--- What you will do ---
Starting from the line containing "Locate the brown", write out every remaining line exactly, the last one included.

--- Dataset excerpt ---
══════
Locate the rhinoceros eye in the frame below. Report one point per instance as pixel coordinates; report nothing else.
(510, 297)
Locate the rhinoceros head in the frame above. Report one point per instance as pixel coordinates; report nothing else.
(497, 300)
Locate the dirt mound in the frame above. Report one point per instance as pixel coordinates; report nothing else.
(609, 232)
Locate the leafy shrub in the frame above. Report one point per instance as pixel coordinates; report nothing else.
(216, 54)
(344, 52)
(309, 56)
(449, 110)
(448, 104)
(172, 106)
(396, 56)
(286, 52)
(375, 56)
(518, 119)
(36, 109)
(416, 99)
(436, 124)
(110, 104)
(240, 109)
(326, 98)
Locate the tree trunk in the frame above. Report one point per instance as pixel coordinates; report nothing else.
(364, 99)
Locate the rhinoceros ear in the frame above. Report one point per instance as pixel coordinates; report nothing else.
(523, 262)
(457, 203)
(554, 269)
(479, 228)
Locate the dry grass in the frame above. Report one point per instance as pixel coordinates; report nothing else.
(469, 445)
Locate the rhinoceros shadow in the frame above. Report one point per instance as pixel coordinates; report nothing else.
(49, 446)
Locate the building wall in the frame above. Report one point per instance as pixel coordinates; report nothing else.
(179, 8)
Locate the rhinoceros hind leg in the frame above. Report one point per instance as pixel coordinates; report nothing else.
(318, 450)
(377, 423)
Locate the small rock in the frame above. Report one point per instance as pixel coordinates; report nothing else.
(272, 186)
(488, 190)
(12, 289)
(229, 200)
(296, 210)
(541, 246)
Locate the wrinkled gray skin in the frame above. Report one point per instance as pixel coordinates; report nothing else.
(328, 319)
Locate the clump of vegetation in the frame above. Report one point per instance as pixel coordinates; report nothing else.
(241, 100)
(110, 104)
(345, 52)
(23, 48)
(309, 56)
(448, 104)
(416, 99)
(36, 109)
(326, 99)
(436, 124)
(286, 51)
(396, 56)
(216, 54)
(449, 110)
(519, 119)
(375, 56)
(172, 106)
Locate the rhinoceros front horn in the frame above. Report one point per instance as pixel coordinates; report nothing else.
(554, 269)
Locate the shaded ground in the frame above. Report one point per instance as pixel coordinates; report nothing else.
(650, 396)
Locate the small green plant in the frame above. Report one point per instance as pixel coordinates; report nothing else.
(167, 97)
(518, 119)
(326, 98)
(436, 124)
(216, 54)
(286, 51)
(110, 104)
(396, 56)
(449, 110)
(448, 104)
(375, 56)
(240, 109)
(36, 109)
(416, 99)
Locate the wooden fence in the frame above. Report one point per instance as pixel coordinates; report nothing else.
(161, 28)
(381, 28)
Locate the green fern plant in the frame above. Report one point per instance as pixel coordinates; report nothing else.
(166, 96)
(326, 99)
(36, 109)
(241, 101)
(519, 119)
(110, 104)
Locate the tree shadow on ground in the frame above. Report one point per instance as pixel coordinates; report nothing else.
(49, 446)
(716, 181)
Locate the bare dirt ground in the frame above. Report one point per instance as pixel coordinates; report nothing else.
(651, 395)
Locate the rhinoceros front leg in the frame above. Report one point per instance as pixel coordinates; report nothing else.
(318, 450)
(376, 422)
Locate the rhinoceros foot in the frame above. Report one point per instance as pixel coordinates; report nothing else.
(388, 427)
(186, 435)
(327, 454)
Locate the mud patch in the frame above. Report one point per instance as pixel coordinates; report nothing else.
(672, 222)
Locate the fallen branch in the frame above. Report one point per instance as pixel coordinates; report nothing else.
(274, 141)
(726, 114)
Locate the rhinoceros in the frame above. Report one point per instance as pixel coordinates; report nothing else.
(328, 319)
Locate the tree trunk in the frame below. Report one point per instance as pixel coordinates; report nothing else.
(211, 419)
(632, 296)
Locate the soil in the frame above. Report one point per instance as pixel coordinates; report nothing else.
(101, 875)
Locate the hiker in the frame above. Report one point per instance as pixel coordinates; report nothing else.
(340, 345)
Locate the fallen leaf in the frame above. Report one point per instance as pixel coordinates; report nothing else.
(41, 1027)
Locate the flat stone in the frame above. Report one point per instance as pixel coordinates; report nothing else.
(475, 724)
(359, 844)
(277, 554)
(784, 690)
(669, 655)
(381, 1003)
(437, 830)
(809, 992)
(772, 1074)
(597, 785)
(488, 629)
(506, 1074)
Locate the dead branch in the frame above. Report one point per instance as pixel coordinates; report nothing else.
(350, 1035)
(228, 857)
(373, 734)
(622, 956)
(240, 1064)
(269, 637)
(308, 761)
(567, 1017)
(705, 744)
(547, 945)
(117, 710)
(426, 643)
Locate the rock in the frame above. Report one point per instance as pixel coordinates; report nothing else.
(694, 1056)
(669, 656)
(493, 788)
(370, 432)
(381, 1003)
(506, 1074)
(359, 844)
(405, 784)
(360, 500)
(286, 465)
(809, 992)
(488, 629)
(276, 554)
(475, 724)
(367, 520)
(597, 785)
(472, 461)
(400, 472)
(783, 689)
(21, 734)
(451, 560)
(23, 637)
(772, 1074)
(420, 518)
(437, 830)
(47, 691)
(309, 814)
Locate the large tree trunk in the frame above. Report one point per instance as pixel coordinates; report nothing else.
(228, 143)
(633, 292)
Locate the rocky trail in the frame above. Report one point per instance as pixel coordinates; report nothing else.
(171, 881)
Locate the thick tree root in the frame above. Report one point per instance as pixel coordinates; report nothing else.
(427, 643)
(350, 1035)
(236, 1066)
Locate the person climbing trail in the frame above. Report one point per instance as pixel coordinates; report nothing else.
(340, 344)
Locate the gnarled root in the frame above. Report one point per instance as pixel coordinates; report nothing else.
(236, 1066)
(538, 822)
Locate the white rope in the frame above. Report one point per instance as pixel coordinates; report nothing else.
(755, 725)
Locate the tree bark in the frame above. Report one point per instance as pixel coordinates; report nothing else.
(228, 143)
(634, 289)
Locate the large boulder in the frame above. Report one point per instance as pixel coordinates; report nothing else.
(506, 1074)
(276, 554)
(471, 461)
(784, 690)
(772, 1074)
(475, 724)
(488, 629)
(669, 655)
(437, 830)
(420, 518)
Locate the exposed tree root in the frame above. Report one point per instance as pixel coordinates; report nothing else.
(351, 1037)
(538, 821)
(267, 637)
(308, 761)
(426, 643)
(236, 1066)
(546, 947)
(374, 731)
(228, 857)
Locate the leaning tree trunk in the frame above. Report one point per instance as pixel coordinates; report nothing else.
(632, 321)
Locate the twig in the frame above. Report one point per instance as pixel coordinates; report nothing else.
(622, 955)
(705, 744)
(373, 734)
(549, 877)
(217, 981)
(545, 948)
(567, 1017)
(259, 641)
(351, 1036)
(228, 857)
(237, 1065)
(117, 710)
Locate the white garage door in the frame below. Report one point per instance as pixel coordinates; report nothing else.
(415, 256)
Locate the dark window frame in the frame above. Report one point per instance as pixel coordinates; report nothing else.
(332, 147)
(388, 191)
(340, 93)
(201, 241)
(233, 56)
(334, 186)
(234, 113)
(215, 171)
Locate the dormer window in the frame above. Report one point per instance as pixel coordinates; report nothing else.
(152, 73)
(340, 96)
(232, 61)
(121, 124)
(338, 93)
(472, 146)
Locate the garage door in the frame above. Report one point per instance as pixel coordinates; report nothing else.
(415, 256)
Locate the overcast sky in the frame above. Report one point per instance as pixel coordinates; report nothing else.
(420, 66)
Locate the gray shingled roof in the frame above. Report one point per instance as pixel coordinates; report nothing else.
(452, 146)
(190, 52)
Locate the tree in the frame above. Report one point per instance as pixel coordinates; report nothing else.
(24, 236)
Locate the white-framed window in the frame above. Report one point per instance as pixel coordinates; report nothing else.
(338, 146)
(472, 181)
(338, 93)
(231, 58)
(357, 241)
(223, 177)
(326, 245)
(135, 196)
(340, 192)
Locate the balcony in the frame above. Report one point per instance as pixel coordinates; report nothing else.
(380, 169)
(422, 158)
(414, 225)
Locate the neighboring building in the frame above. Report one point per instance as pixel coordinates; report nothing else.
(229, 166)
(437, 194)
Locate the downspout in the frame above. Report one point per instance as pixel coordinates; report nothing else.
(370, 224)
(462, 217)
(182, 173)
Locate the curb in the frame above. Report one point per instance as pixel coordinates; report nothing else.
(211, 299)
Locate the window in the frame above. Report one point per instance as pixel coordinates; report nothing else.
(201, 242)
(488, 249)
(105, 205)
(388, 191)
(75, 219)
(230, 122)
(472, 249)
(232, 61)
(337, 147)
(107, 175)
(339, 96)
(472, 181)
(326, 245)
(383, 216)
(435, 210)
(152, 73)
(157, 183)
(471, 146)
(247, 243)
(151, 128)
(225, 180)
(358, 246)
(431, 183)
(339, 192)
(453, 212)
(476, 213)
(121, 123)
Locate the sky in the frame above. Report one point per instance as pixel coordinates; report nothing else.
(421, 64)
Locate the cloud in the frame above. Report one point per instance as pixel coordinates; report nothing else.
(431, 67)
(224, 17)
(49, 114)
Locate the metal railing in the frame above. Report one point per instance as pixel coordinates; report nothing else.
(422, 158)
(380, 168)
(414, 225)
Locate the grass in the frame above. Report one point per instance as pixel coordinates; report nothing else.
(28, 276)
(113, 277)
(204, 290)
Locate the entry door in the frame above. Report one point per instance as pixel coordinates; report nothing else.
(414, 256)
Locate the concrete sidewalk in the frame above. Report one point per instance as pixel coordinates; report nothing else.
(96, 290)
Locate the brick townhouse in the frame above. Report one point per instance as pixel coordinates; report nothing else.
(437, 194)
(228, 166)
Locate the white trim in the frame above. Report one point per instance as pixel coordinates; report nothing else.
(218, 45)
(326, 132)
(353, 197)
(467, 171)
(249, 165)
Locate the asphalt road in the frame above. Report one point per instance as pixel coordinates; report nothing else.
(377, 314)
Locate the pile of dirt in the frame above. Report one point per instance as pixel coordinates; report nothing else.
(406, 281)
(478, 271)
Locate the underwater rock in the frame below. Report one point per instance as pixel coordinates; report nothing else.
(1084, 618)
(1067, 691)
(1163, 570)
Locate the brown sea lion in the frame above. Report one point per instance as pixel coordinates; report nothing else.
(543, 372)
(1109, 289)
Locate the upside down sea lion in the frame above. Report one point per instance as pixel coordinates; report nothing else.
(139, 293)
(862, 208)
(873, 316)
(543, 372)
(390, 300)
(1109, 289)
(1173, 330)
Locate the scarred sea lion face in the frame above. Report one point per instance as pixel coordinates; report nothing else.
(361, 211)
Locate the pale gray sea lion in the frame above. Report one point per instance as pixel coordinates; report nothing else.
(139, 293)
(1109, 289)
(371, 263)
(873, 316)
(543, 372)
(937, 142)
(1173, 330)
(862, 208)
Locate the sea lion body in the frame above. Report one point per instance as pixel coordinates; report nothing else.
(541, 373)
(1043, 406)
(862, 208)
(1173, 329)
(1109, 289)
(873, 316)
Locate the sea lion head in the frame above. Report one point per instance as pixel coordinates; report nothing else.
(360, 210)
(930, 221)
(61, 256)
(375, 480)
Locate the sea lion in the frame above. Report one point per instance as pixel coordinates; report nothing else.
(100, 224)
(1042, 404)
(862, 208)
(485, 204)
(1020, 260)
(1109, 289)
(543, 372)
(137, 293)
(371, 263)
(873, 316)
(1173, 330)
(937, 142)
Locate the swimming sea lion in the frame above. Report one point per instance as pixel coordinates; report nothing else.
══════
--- Task answer ---
Locate the brown sea lion in the frame above. Report one point per instance as pixel coordinates; report nothing else.
(543, 372)
(1109, 289)
Locate the upside down sea lion in the frame above. Report one point per instance as pixel coordinates; report nothing else.
(139, 293)
(862, 208)
(873, 316)
(543, 372)
(390, 300)
(1109, 289)
(1173, 330)
Locate the scarred sea lion face in the frame above. Report one point per instance as pixel coordinates; report nothing else.
(361, 211)
Locate the pale gray sea lion in the frame above. Report one point per instance as pixel coordinates; report nothing else.
(139, 293)
(1109, 289)
(371, 263)
(873, 316)
(543, 372)
(937, 142)
(1173, 330)
(862, 208)
Locate the sea lion body in the frame above. Report one point per instance as pixel coordinates; report nothing else.
(541, 373)
(1043, 406)
(862, 208)
(1173, 329)
(1109, 289)
(873, 316)
Locate the sea lion head in the frame above. Report one point per instance as pixel coordinates; report nothing else.
(360, 210)
(930, 221)
(61, 256)
(375, 480)
Locate the sea lion in the frame above. Report one point per instance as pixel coordinates; report nothing else.
(100, 224)
(1042, 404)
(862, 208)
(485, 204)
(1020, 260)
(1109, 289)
(543, 372)
(137, 293)
(371, 263)
(873, 316)
(1173, 330)
(937, 142)
Locate the swimming sea lion in the frame above. Report one point per instance as pixel coordinates; report nothing else.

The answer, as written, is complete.